═════ KUTIPAN TEKS ═════

Para saksi korban yang hadir di persidangan tersangka Tragedi Kanjuruhan di Pengadilan Negeri (PN) Surabaya, kompak menyebut tembakan gas air mata sebagai penyebab tragedi kelam yang terjadi pada Sabtu (1/10/2022) lalu itu.
Dalam sidang pemeriksaan saksi di Ruang Cakra PN Surabaya ini, total ada lima orang yang dihadirkan. Terdiri dari tiga saksi korban dan dua saksi kejadian.
Eka Sandi saksi korban yang berada di tribun 13 mengatakan bahwa pertandingan antara Arema FC melawan Persebaya selama 90 menit berlangsung kondusif dan aman.
Namun di penghujung pertandingan, kata Sandi, beberapa supoter turun ke lapangan untuk menghampiri pemain Arema untuk memberikan support. Waktu itu, pertandingan berhasil dimenangkan Persebaya.
“Saat itu steward berusaha menguari penonton (agar tidak masuk lapangan), tapi penonton malah banyak yang turun,” kata Sandi saat menjawab pertanyaan Jaksa Penuntut Umum (JPU), Kamis (19/1/2023).

═════

TUGAS LATIHAN A ::
Salin ulang persis baris data di bawah ini, mulai dari baris yang memuat "of the sunlit" sampai baris yang memuat "Target: goose head", termasuk kedua baris tersebut.

═════ DATA YANG DISEDIAKAN ═════

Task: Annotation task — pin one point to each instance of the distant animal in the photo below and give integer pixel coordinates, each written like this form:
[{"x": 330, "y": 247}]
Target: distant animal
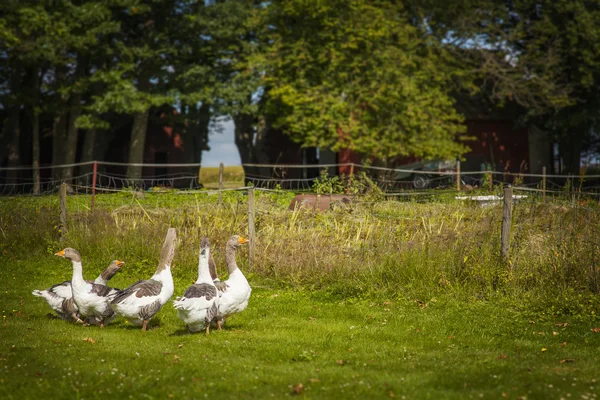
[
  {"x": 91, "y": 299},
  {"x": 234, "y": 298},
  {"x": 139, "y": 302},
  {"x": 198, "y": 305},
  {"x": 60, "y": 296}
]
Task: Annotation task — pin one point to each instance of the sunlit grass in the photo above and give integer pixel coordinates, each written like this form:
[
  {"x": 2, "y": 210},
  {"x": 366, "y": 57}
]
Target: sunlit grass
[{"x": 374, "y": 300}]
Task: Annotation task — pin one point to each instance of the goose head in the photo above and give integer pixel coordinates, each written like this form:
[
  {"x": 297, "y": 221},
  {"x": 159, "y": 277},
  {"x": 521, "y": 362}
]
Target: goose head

═════
═════ DATA YANG DISEDIAKAN ═════

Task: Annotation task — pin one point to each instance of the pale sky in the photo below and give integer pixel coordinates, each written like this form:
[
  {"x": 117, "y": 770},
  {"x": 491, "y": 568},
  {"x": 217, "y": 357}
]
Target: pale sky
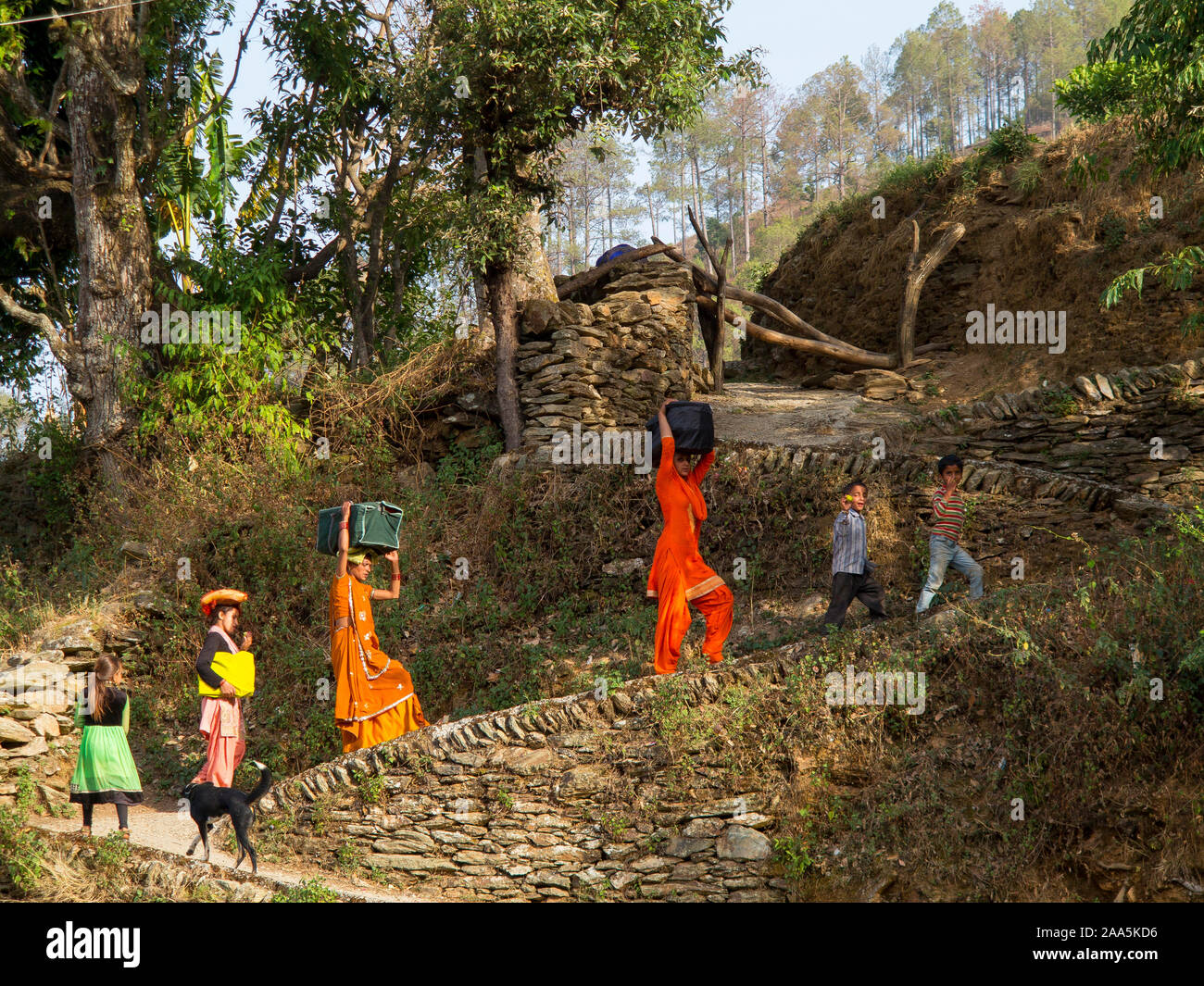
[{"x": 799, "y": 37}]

═════

TUGAS LATIHAN B ::
Tuliskan kembali tanpa perubahan bagian teks tentang Tragedi Kanjuruhan di atas, dari "Para saksi korban" sampai "berhasil dimenangkan Persebaya.".

JAWABAN TERTULIS A ::
Task: Annotation task — pin one point to each instance of the sunlit grass in the photo above and give integer pixel coordinates, each written like this form:
[
  {"x": 2, "y": 210},
  {"x": 366, "y": 57}
]
Target: sunlit grass
[{"x": 374, "y": 300}]
Task: Annotation task — pin one point to each instance of the goose head in the photo above and give integer pixel coordinates, each written like this form:
[
  {"x": 297, "y": 221},
  {"x": 159, "y": 277},
  {"x": 521, "y": 362}
]
Target: goose head

JAWABAN TERTULIS B ::
Para saksi korban yang hadir di persidangan tersangka Tragedi Kanjuruhan di Pengadilan Negeri (PN) Surabaya, kompak menyebut tembakan gas air mata sebagai penyebab tragedi kelam yang terjadi pada Sabtu (1/10/2022) lalu itu.
Dalam sidang pemeriksaan saksi di Ruang Cakra PN Surabaya ini, total ada lima orang yang dihadirkan. Terdiri dari tiga saksi korban dan dua saksi kejadian.
Eka Sandi saksi korban yang berada di tribun 13 mengatakan bahwa pertandingan antara Arema FC melawan Persebaya selama 90 menit berlangsung kondusif dan aman.
Namun di penghujung pertandingan, kata Sandi, beberapa supoter turun ke lapangan untuk menghampiri pemain Arema untuk memberikan support. Waktu itu, pertandingan berhasil dimenangkan Persebaya.